* Problem description
In the album article below, which tour ranked ahead of the Licks Tour as the highest grossing tour at that time?

Live album by the Rolling Stones
- Released: 10 June 2022
- Recorded: 18 January 2003
- Venue: Madison Square Garden New York City, New York, U.S.
- Genre: Rock
- Length: 129:01
- Label: Mercury Studios

The Rolling Stones chronology
| El Mocambo 1977 (2022) | Licked Live in NYC (2022) | Grrr Live! (2023) |

= Licked Live in NYC =

Licked Live in NYC is a live album by English rock band the Rolling Stones. It was recorded on 18 January 2003 on the Licks Tour in support of their 40th anniversary compilation album Forty Licks. The tour grossed over $300 million, becoming the second highest grossing tour at that time, behind their own Voodoo Lounge Tour of 1994–1995.

The concert was originally broadcast live on American pay television network HBO and featured an appearance by Sheryl Crow on "Honky Tonk Women".

Licked Live in NYC was released as Blu-ray and DVD video, as well as audio-only on 2-CD, 3-LP white vinyl or digital download.

* Dataset section
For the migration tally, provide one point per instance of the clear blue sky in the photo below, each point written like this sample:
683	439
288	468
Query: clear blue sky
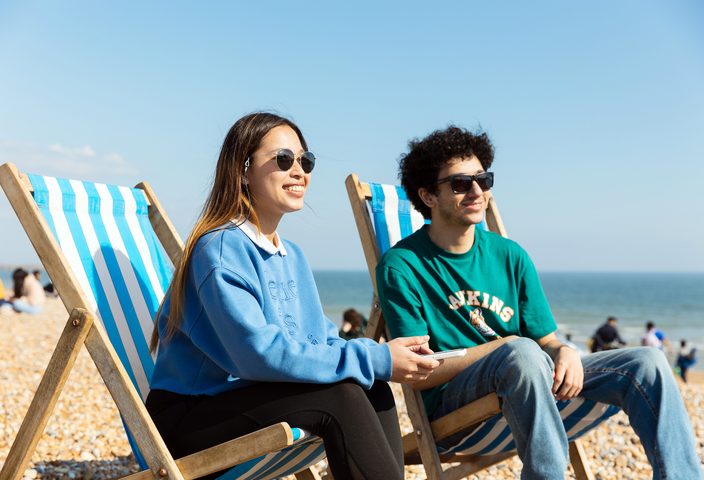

* Correct response
The Rolling Stones' own Voodoo Lounge Tour of 1994–1995.